- [DIRECTIONS]:
Copy the passage about the holiday lights, beginning at the words "My mother came" and stopping after "were that beautiful.", and substitute "smiling faces" for "beaming faces".

- [EXCERPT TO READ]:

The year that we moved to a new neighborhood, everything changed. My dad loved our new house and he joined us in decorating it top to bottom. We swagged the bannisters with thick silver garland. We hung fancy wreaths of fake white poinsettias on the front door.
And for the first time, my dad went to the hardware store and purchased strings of big colorful bulbs. We were ecstatic.
Magically, it started to snow as my dad festooned the giant juniper bushes. He was a newbie at it, but we four kids cheered him on, offering encouragement, and making generous comments about the symmetry of his serpentine pattern. When he finished, we all stood back and watched as he plugged in the cord. Our house went from "Dorothy in Kansas" to the full technicolor of Oz.
My mother came outside and exclaimed at the effect. Maybe she was just appreciative of a holiday task completed without her. Maybe she loved our beaming faces. Or maybe the lights really were that beautiful.

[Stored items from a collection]
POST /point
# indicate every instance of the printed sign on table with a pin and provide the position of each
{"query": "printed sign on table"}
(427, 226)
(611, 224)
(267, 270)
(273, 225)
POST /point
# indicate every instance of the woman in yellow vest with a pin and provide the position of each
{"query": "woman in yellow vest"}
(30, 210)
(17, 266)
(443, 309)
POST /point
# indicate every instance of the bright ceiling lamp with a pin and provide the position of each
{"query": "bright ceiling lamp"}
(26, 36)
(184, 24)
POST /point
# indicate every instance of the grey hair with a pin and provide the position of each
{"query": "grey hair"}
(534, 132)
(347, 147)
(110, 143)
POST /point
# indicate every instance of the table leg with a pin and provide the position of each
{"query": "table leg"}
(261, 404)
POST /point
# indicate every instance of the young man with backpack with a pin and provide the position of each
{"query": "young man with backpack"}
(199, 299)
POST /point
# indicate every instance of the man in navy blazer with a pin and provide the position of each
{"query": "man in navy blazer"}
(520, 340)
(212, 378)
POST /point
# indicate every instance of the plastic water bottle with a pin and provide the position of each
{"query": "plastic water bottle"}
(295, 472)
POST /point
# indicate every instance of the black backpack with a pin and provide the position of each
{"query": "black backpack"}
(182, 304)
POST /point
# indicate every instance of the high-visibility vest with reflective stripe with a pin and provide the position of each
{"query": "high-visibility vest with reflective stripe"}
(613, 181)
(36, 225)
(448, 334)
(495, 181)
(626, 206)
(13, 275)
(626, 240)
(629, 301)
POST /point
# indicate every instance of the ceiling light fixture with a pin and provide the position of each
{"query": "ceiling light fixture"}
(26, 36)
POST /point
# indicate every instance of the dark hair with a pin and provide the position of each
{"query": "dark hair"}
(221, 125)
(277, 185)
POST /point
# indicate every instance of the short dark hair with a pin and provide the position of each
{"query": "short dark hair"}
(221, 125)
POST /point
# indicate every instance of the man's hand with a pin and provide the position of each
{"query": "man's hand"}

- [REPLY]:
My mother came outside and exclaimed at the effect. Maybe she was just appreciative of a holiday task completed without her. Maybe she loved our smiling faces. Or maybe the lights really were that beautiful.